**Stated goal**. Select and copy every line of the material that contains the word "concrete".

**Material for this exercise**.
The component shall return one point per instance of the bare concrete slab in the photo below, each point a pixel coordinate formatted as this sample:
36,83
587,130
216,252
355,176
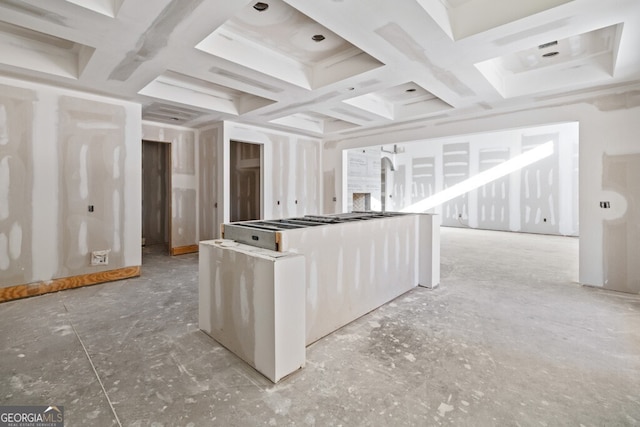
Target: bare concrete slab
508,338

--

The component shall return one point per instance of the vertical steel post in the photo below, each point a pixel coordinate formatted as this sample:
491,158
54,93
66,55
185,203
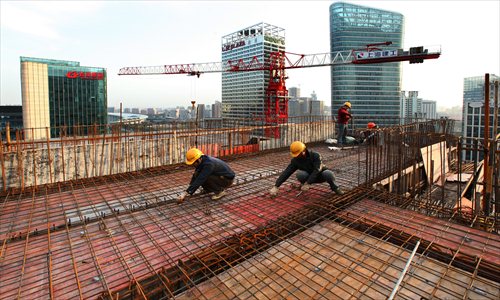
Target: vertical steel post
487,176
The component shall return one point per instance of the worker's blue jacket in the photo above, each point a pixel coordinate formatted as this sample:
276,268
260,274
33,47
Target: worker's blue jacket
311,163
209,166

**Reply to the task**.
The component shall return one point per instance of the bare concrete slab in the photo below, each point a pixel coordinate formatted as this sample:
Target: bare concrete slab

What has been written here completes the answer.